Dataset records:
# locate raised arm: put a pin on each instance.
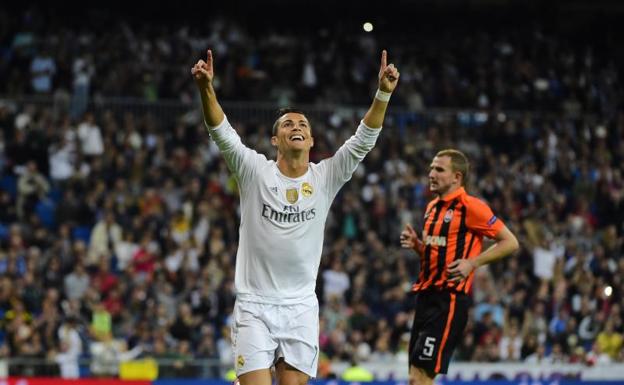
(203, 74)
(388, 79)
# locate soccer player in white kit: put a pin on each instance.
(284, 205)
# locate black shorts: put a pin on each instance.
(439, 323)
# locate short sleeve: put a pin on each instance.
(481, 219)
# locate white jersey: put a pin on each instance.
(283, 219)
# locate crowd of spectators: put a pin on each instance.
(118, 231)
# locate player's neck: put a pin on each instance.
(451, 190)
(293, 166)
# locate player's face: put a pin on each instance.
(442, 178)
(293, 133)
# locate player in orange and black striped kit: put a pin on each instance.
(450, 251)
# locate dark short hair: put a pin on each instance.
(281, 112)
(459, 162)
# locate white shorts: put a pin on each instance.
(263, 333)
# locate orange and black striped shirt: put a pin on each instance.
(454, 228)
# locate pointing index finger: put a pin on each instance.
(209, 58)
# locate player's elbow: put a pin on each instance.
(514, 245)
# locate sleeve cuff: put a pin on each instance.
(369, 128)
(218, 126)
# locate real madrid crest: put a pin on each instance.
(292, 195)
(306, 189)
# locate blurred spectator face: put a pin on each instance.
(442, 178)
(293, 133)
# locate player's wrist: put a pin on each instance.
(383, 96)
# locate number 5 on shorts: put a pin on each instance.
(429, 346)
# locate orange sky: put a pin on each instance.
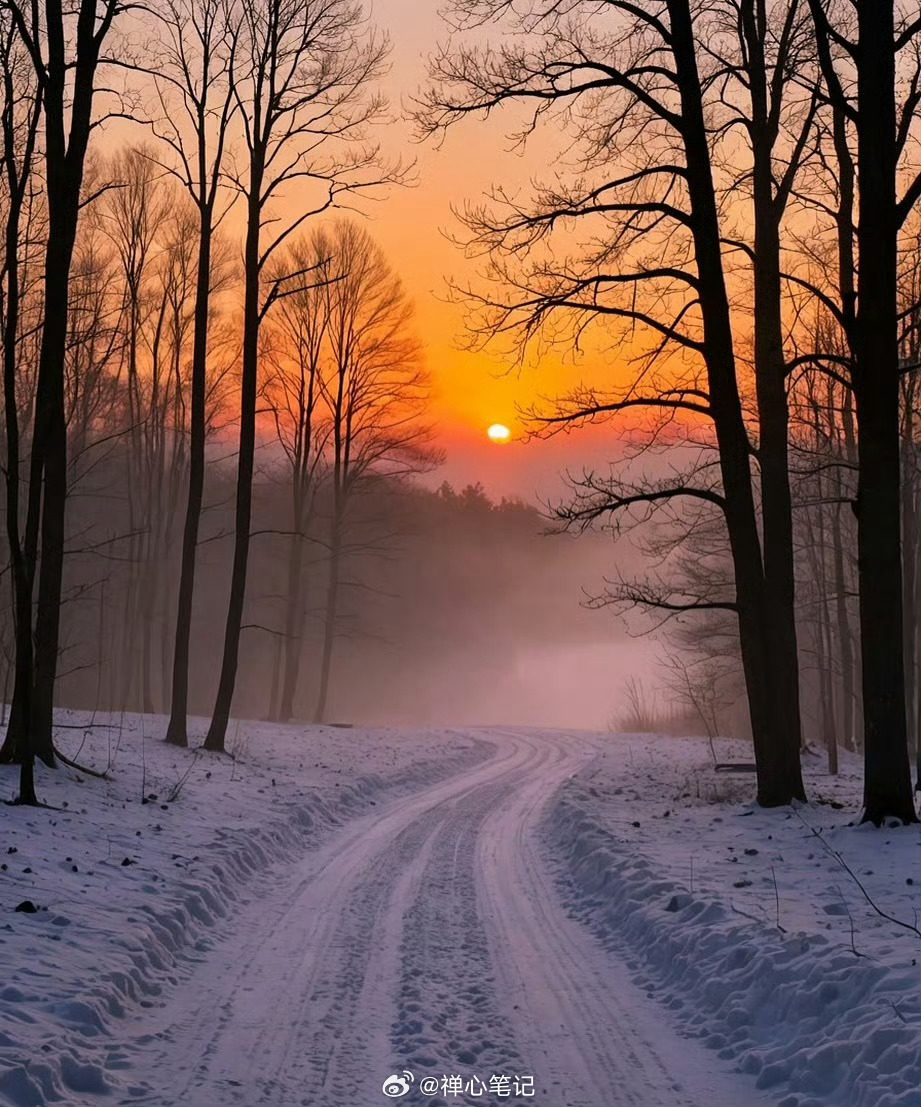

## Directions
Repeat the records above verbatim, dropping the pictures.

## Answer to the problem
# locate raised arm: put a pin on each instance.
(203, 74)
(388, 79)
# locate soccer player in white kit: put a pin on each instance.
(284, 205)
# locate black shorts: put a pin on each instance.
(439, 323)
# locate short sleeve: put a pin on each instance.
(481, 219)
# locate white jersey: put a pin on each instance.
(283, 219)
# locate crowd of spectators: put a pin on each instance.
(118, 231)
# locate player's neck: put a pin on each instance.
(451, 190)
(293, 166)
# locate player's face: put a pin on each instance.
(442, 178)
(293, 133)
# locate player in orange and black striped kit: put a pin on each instance.
(450, 251)
# locate dark short hair: put a pin on each instance.
(281, 112)
(459, 162)
# locate white shorts: put a pin on each instance.
(263, 333)
# locate orange and black striped shirt: put a pin on each instance.
(454, 228)
# locate pointing index finger: put a pin on each instance.
(209, 58)
# locate player's elbow: put a pin on each instance.
(514, 245)
# locate sleeve cuff: put a pin on each instance.
(369, 128)
(218, 126)
# locate real madrid crest: put a pin on each instance.
(292, 195)
(306, 189)
# locate blurred spectator face: put a pin on each instance.
(442, 178)
(293, 133)
# locate player's wrist: put a pin on each instance.
(383, 96)
# locate number 5 on shorts: put a pin on each instance.
(429, 346)
# locate orange sky: put a pin on each instance.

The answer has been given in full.